• ABOUT THIS EXERCISE
In the entries below, find the line with "Target: green vegetation" and the line with "Target: tall tree on cliff"; give again those lines and every line between them, exactly.

• DATA IN THIS EXERCISE
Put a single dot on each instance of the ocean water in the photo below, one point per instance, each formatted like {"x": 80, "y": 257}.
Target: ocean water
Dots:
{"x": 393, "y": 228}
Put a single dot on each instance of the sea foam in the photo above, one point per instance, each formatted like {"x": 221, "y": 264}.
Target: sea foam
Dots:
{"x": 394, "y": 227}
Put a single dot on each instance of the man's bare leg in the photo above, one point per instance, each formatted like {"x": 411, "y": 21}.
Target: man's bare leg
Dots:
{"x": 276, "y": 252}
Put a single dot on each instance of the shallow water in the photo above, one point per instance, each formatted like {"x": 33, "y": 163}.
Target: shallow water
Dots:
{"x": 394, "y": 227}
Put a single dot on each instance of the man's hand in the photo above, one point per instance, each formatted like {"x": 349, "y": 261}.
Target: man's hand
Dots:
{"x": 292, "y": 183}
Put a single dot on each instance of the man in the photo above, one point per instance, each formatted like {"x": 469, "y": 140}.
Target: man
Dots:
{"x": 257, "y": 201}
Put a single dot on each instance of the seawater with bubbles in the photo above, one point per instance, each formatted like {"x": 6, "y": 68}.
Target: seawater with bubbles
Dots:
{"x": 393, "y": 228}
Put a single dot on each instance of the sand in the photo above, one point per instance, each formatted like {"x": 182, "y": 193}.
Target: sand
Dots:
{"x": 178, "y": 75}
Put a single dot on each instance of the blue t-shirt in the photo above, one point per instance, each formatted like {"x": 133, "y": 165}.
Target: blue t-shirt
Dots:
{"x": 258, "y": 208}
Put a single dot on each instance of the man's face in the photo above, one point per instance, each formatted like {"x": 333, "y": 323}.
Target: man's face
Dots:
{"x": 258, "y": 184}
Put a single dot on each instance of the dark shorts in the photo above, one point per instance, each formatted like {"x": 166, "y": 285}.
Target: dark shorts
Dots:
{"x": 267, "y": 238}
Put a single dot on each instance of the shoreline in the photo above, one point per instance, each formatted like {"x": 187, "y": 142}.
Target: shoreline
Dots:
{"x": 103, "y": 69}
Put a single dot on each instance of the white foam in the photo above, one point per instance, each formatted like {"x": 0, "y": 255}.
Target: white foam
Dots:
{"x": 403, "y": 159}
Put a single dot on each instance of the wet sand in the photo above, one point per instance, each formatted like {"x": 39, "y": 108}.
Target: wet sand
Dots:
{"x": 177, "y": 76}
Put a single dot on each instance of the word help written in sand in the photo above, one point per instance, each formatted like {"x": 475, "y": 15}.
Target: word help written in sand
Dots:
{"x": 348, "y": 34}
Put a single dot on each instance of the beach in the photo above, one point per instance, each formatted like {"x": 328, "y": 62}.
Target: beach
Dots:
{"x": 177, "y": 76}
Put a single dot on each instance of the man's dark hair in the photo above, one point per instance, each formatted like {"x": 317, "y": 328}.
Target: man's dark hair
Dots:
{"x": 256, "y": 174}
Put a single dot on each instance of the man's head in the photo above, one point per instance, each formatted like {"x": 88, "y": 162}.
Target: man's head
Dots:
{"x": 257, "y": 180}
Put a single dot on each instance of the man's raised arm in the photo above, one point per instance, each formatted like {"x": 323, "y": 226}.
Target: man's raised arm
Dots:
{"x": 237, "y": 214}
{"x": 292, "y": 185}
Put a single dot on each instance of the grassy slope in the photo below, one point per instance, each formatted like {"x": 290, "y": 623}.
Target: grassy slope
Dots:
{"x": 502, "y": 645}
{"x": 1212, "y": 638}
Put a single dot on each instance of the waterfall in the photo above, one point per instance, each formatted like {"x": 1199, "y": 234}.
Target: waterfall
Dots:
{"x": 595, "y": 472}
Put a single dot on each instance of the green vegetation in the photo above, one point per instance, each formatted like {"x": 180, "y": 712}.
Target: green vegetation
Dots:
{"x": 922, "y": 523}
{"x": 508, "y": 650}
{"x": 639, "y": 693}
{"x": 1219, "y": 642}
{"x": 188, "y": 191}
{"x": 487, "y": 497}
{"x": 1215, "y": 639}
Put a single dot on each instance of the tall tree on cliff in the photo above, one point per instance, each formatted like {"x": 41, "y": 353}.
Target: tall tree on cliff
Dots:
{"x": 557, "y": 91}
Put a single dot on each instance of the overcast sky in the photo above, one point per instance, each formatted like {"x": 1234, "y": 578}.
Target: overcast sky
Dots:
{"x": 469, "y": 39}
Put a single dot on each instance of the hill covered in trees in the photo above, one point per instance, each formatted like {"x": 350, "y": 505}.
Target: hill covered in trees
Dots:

• RESULT FOR THIS EXERCISE
Target: green vegetation
Dots:
{"x": 922, "y": 523}
{"x": 508, "y": 650}
{"x": 639, "y": 693}
{"x": 1219, "y": 642}
{"x": 188, "y": 191}
{"x": 487, "y": 497}
{"x": 1215, "y": 639}
Put a single dot on each instance of the tall tree on cliff in the photo above, one point per instance, each formatted like {"x": 41, "y": 353}.
Target: tall tree on cliff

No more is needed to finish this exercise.